— YOUR INSTRUCTIONS —
Below is a listing; repeat exactly the lines from the one containing "Trace the outline of every instance." to the one containing "Within one instance, the", both included.

--

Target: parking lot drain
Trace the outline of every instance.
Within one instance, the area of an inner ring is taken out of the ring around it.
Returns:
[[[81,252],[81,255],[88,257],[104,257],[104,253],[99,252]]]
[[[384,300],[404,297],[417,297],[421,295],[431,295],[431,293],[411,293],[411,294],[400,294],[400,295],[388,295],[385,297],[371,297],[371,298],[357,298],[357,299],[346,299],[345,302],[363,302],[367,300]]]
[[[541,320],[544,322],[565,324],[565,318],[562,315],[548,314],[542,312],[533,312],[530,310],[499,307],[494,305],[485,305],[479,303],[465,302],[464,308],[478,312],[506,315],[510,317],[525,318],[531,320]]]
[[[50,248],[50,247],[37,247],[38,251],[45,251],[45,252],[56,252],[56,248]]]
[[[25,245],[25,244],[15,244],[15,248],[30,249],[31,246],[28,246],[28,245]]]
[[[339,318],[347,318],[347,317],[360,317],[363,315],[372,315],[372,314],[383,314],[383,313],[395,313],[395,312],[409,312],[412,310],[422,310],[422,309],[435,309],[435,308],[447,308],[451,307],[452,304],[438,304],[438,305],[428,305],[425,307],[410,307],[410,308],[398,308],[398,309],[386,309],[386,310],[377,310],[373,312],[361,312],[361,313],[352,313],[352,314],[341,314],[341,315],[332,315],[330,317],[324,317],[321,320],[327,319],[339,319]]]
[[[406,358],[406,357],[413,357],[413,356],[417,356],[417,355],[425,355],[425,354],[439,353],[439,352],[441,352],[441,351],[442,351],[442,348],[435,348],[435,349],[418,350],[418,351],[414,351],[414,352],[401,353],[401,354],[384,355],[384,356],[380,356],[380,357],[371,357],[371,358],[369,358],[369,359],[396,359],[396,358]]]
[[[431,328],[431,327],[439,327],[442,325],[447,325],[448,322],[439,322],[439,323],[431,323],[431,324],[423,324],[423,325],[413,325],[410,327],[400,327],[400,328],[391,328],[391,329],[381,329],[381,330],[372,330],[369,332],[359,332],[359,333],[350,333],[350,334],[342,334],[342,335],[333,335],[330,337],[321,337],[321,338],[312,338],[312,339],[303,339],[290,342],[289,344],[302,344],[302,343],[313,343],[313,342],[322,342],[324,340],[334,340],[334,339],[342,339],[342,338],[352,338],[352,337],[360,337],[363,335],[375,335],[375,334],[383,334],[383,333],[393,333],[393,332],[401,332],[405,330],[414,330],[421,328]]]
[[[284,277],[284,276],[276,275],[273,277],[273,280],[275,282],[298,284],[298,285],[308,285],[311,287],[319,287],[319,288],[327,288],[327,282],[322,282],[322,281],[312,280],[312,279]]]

--

— ANSWER AREA —
Trace the outline of every instance.
Within one instance, the area of an inner ring is taken out of the ring around it.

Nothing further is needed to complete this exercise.